* begin Extracted information *

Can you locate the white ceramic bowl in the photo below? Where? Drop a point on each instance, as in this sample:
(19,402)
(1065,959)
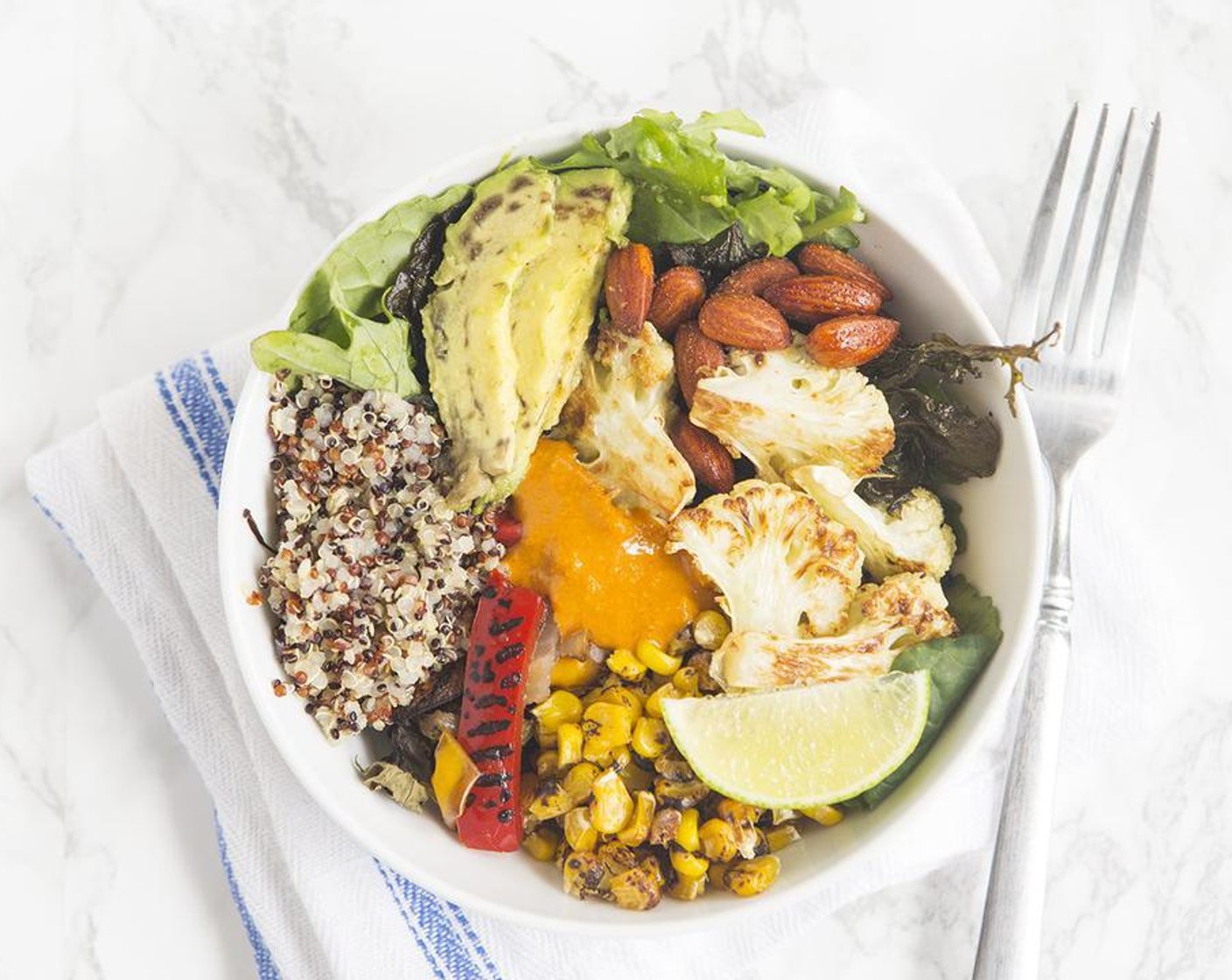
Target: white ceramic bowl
(1004,518)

* end Extracted information *

Rewrite the material above, replacing "white ceramic bowl" with "red plastic cup" and keeping everything else the same. Leave out the picture.

Can you locate the red plastic cup in the photo below? Where? Drop a point on each instance, as in this sample:
(19,402)
(1065,959)
Target: red plastic cup
(1004,518)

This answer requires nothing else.